European oil demand markers have been showing mixed signals, with COVID-19 containment measures further hitting air traffic while land-based mobility edges higher amid a slowing in the pace of infection rates.
With national governments still wary of new COVID-19 strains, travel and activity restrictions remain in place, and have been tightened in some places despite new coronavirus cases in Europe continuing to fall back from recent highs.
European air traffic, a key proxy for jet fuel demand, slipped for the fourth week running in the week to Jan. 27, extending a sharp pull back from a brief rebound in the year-end holiday season, according to tracking data from AirNav.
At London’s Heathrow airport, normally Europe’s busiest air hub, passenger volumes were down 89% year on year in January as travel bans, quarantine requirements, and compulsory testing deterred people from traveling, the airport said Feb. 11, citing a “de facto border closure”.
Compared with 2019 levels, commercial air traffic within Europe was 72.4% lower in the second week of January, the AirNav data showed, little changed from a week earlier.
The declining air traffic came as global airline capacity sank to similar levels as at the end of last June, following muted Chinese Lunar New Year festivities, according to aviation data provider OAG.

» **Exercise data**

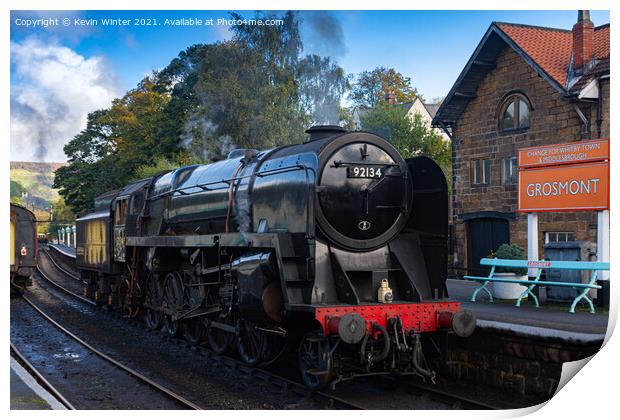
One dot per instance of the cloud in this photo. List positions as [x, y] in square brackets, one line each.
[53, 89]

» **Aim of the task**
Pick up the article on European oil demand and air traffic after its last sentence and continue writing it. None of the data is needed here.

» **Your response**
In Western Europe, which already has the highest percentage of lost airline capacity globally, seat capacity shrank to 78% below pre-pandemic levels on Feb. 8, according to OAG. In the UK, Europe’s number two economy, seat capacity was just 11% of last year’s level.
S&P Global Platts Analytics estimates that European jet and kerosene demand fell to 440,000 b/d, or less than a third of pre-pandemic levels in December due to ongoing lockdowns in the region.
The recovery in jet demand this year was expected to be slow with demand in February still 745,000 b/d lower than the same month in 2020.
“Given the strict lockdown restrictions in Europe, the outlook for air travel continues to be dim,” Platts Analytics said in a recent note.
German mobility higher
Meanwhile, economic mobility in Europe’s five biggest economies edged higher in the week to Feb 5, according to Google data, despite the ongoing wave of economic lockdowns.
Based on activity at workplaces, retail and recreational sites, and transport hubs, average mobility indexes in France, Germany, Italy, Spain and the UK were 40.7% below pre-crisis levels in the week, according to Google, compared with 42.4% below in the previous week.
Mobility was little changed in France, Italy and the UK, while activity improved week on week in Germany and Spain, the data showed.
Used as a proxy for gasoline and diesel demand, Google measures mobility on the number of visits and length of stay at locations, such as offices, based on mobile phone location data.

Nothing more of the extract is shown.